CONSIGNE 1: Pourriez-vous résumer en deux phrases le texte sur la cybersécurité ?
CONSIGNE 2: Pouvez-vous citer le passage du texte sur la cybersécurité qui commence aux mots "Les pirates informatiques" et s'arrête après "cette nouvelle réalité." ?

PAGE:
Jef Gielkens

Cybersécurité: “Si la question n’est plus “si” mais “quand”, il faut passer de la prévention à la réaction”

Jef Gielkens Expert en cybersécurité chez IBM Security

Beaucoup de gens se satisfont encore de la vision stéréotypée du cybercriminel présenté comme un loup solitaire arborant un sweat à capuche, tapant frénétiquement sur son clavier dans une pièce mal éclairée. Et pourtant… Ces dernières années, la cybercriminalité s’est organisée et est devenue lucrative.

Les pirates informatiques mènent désormais leurs activités malveillantes comme de véritables entreprises. À la clé? Un jeu du chat et de la souris dans lequel vous devez toujours garder une longueur d’avance. Le nouveau Règlement général sur la protection des données et la pénurie de talents en cybersécurité, plus criante chaque jour, ne rendent pas les choses plus simples. Dans ce contexte complexe, la question n’est plus de savoir si vous serez touché, mais quand. Je soutiens qu’un plan d’intervention bien pensé en cas d’incident est essentiel dans cette nouvelle réalité.

DONNÉES EXTRAITES:
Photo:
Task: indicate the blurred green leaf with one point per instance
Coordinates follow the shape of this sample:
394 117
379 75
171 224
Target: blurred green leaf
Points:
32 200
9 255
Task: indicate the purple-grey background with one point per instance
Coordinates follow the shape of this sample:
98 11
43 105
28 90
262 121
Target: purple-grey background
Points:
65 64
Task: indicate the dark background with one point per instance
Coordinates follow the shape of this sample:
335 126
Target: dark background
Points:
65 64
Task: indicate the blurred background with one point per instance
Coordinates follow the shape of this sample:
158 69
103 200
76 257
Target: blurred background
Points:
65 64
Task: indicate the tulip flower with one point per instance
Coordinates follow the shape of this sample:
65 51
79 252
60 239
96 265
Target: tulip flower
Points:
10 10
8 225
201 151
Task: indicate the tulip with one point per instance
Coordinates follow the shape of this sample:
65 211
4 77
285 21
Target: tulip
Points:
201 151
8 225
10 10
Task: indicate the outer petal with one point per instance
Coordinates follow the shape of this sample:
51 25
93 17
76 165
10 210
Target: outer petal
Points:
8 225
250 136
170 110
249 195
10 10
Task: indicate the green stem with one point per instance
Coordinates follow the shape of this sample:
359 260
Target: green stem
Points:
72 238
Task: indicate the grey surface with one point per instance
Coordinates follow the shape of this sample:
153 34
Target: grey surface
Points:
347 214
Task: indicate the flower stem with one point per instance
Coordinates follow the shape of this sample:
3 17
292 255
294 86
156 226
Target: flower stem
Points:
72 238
--
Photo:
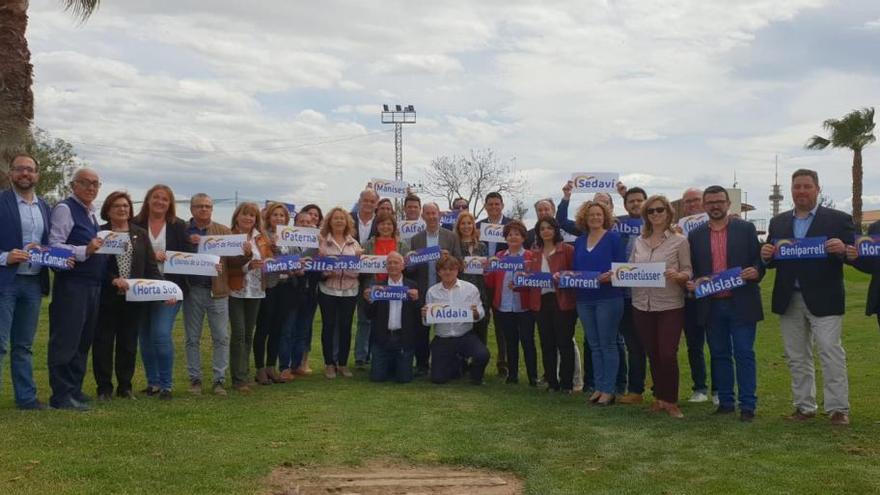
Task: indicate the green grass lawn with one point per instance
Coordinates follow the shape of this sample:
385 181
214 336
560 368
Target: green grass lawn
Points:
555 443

RÉSULTAT 1: Loin de l'image du pirate solitaire en sweat à capuche, la cybercriminalité s'est organisée et est devenue lucrative, les pirates menant désormais leurs activités comme de véritables entreprises. Avec le nouveau Règlement général sur la protection des données et la pénurie croissante de talents en cybersécurité, la question n'est plus de savoir si l'on sera touché mais quand, ce qui rend essentiel un plan d'intervention bien pensé en cas d'incident.

RÉSULTAT 2:
Les pirates informatiques mènent désormais leurs activités malveillantes comme de véritables entreprises. À la clé? Un jeu du chat et de la souris dans lequel vous devez toujours garder une longueur d’avance. Le nouveau Règlement général sur la protection des données et la pénurie de talents en cybersécurité, plus criante chaque jour, ne rendent pas les choses plus simples. Dans ce contexte complexe, la question n’est plus de savoir si vous serez touché, mais quand. Je soutiens qu’un plan d’intervention bien pensé en cas d’incident est essentiel dans cette nouvelle réalité.